Neural-Style-Transfer-Audio [Blog]
This is PyTorch Implementation Of Neural Style Transfer Algorithm which is modified for Audios.
My Blog has been published on Intel's website : [link]
Do check it out for a deailed explanation.
We aim to analyze and mix two audios in order to synthesize new music, we do this by applying Neural Style Transfer on two Audios to transfer style of a style audio on a content audio.
-
python 2.7
-
PyTorch
-
librosa
-
numpy and matplotlib.
The algorithm is implemented in PyTorch which can run on both GPU and CPU.
To run: python NeuralStyleTransfer.py ContentAudio StyleAudio
Output Format(Name Of Output File) : output1D_(no of filters)_iter(no of iterations)_c(content audio)_s(style audio)_sw(style weight)_k(kernel size)_s(stride)_p(padding).wav [For changing name: Change k, s and p manually]
A Sample Output is also provided with alpha.wav as content and beta.wav as style.
To plot: python graphs.py [Content Audio file name] [Style Audio file name] [Output File name]
-
Library for loading Audio files -
- To load audio files librosa should be used instead of audiolab because lirosa has more features to manipulate and analyze audio files.
-
Preprocessing -
-
While working with audio files, the feature to work on is frequency and librosa loads audios as a function of time so fourier transformation is performed on the audio.
-
If we apply Neural style without fourier transformations i.e. on time domain, the output contains a lot of noise and so the audios do not mix properly.
-
The matrices obtained should not be downscaled beacause it would result in loss of information and also if a channel is dropped it creates an anomaly during inverse fourier transformation.
-
Duration of audio loaded is kept 58.04 so as to make the matrix sizes convenient.
-
Matrices should be resized to correct dimensions.
-
Sampling rates should be same.
-
-
Model -
-
A shallow model should be chosen with a large number of filters.
-
Pooling should be avoided as it increases the computations(slowing down our model) and also results in loss of information.

● Supplied data:
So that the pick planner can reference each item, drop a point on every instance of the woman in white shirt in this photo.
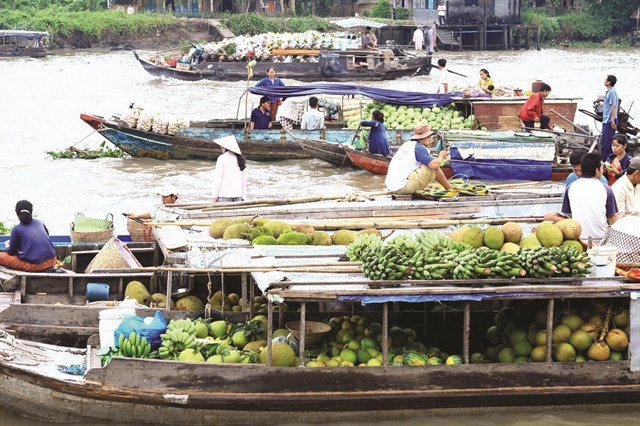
(229, 182)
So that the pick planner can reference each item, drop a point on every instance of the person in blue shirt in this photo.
(29, 248)
(609, 116)
(272, 81)
(261, 116)
(378, 142)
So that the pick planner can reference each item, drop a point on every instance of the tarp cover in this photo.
(396, 97)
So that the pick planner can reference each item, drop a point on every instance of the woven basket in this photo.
(114, 255)
(139, 232)
(91, 237)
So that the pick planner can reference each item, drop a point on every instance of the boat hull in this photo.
(164, 392)
(332, 67)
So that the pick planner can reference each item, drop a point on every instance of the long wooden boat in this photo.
(332, 65)
(15, 43)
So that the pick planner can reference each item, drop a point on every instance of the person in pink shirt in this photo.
(229, 182)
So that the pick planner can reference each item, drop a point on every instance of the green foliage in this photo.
(250, 24)
(381, 10)
(401, 13)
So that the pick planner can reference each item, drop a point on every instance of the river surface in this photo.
(41, 101)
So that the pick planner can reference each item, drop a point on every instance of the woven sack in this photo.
(89, 224)
(114, 255)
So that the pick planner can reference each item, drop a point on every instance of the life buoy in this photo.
(328, 71)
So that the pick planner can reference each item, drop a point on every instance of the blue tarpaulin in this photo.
(396, 97)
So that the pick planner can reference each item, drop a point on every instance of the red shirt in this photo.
(532, 109)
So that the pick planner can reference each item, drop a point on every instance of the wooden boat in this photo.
(332, 153)
(15, 43)
(332, 65)
(201, 393)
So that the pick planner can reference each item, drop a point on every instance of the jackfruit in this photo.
(265, 240)
(304, 229)
(276, 227)
(292, 238)
(189, 303)
(512, 232)
(282, 355)
(343, 237)
(573, 243)
(474, 236)
(320, 238)
(371, 231)
(217, 299)
(458, 234)
(530, 241)
(237, 231)
(570, 228)
(549, 235)
(216, 229)
(137, 290)
(160, 300)
(493, 237)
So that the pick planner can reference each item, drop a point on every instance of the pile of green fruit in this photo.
(403, 117)
(432, 255)
(595, 333)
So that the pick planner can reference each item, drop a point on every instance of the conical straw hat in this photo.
(229, 143)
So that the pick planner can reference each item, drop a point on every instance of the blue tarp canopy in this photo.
(397, 97)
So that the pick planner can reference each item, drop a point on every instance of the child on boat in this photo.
(378, 143)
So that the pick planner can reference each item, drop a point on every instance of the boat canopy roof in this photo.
(22, 33)
(397, 97)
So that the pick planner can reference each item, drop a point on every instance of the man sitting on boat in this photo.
(261, 116)
(413, 167)
(588, 200)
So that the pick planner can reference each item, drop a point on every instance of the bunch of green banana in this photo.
(355, 249)
(180, 335)
(502, 264)
(385, 263)
(133, 346)
(538, 261)
(570, 262)
(433, 238)
(467, 266)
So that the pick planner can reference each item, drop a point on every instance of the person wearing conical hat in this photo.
(413, 167)
(229, 181)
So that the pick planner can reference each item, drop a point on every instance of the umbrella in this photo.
(357, 22)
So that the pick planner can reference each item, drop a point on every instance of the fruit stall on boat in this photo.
(15, 43)
(308, 56)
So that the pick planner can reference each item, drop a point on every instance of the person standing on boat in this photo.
(609, 115)
(378, 143)
(443, 83)
(618, 161)
(532, 110)
(442, 13)
(29, 248)
(486, 82)
(261, 116)
(588, 200)
(627, 190)
(413, 167)
(168, 195)
(272, 81)
(229, 181)
(418, 38)
(312, 119)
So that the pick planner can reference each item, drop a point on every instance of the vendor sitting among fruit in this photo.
(378, 143)
(261, 116)
(588, 200)
(29, 248)
(413, 167)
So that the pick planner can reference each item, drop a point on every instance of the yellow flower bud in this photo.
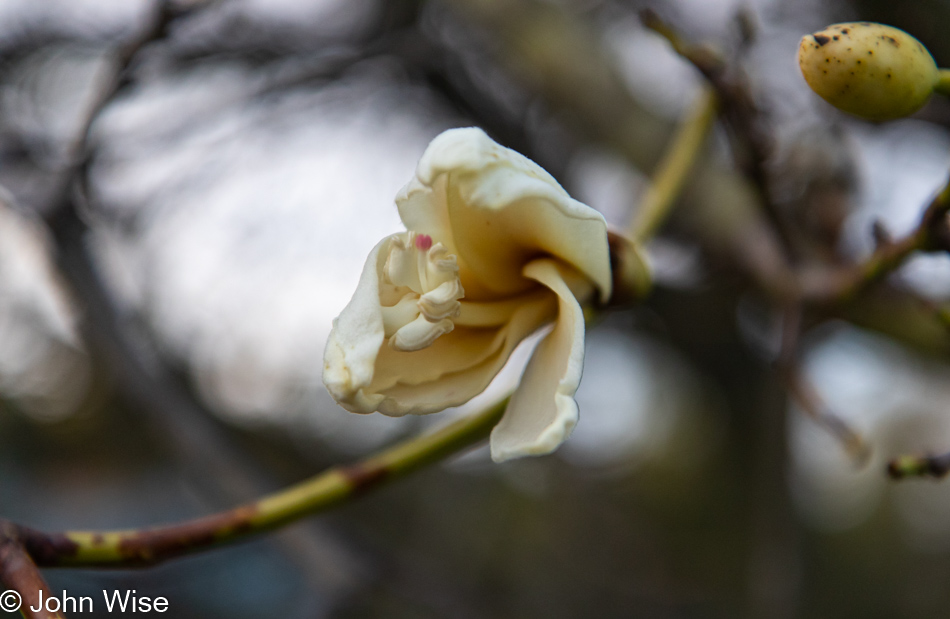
(870, 70)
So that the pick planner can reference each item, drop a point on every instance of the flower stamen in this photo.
(420, 292)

● What you should do: From the text on audio style transfer, extract the passage starting at "To plot: python" and ending at "on the audio.". Nothing in the lines is needed here.

● Complete output:
To plot: python graphs.py [Content Audio file name] [Style Audio file name] [Output File name]
-
Library for loading Audio files -
- To load audio files librosa should be used instead of audiolab because lirosa has more features to manipulate and analyze audio files.
-
Preprocessing -
-
While working with audio files, the feature to work on is frequency and librosa loads audios as a function of time so fourier transformation is performed on the audio.